_Exercise instructions_
Rescale the listing from the line containing "Tag a single point on each instance of the sugary" up to and including the last line, and output only that span. Copy every line unchanged except each x and y coordinate value, which should be multiplied by 0.85 and rounded to a whole number, with halves rounding up.

[Data entries]
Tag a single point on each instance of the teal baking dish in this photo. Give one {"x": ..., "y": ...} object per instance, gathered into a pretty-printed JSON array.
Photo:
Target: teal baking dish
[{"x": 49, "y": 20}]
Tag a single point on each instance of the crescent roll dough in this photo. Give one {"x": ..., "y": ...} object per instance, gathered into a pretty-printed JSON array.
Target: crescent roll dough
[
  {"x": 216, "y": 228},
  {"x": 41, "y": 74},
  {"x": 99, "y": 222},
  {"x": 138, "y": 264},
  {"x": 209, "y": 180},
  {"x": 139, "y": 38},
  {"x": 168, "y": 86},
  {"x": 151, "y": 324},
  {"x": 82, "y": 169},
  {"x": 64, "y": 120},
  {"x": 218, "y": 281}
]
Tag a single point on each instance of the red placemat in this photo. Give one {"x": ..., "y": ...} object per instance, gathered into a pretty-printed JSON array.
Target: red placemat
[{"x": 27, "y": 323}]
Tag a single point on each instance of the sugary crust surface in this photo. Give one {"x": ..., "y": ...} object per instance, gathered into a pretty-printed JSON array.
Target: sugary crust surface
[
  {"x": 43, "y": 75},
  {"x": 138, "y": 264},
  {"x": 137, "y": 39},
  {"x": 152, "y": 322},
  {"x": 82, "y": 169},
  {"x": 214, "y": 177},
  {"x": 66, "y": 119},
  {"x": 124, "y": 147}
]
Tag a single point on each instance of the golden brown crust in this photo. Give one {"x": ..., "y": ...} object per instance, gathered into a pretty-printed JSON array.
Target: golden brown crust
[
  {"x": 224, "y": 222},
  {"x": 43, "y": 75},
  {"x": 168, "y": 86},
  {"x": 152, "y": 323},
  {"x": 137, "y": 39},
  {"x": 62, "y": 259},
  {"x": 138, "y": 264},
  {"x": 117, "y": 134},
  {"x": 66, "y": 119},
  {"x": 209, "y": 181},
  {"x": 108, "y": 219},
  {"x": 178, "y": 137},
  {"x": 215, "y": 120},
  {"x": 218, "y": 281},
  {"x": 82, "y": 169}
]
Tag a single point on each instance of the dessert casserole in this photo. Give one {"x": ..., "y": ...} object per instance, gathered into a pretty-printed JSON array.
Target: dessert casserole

_Correct answer_
Tag a single point on each instance of the sugary crust surface in this photo. Give one {"x": ..., "y": ...} object per instance, gathered into a pretty-printed JSON array.
Target: sugary crust surface
[
  {"x": 37, "y": 64},
  {"x": 117, "y": 224},
  {"x": 116, "y": 33},
  {"x": 129, "y": 274},
  {"x": 70, "y": 144},
  {"x": 182, "y": 150},
  {"x": 56, "y": 101},
  {"x": 105, "y": 125}
]
Tag a single point on each instance of the golden brown crust in this photo. Give one {"x": ..., "y": ...} object per instance, gathered into a pretty-printed JSON array.
Target: golden brown crust
[
  {"x": 190, "y": 189},
  {"x": 37, "y": 64},
  {"x": 143, "y": 73},
  {"x": 129, "y": 275},
  {"x": 116, "y": 33},
  {"x": 53, "y": 220},
  {"x": 117, "y": 224},
  {"x": 99, "y": 114},
  {"x": 56, "y": 101},
  {"x": 178, "y": 154},
  {"x": 92, "y": 186},
  {"x": 151, "y": 116},
  {"x": 183, "y": 102},
  {"x": 185, "y": 239},
  {"x": 70, "y": 144}
]
Tag a single point on each instance of the dessert casserole in this photo. Give one {"x": ..., "y": ...} object per instance, gathered into a pretty-printed JSON array.
Target: dessert casserole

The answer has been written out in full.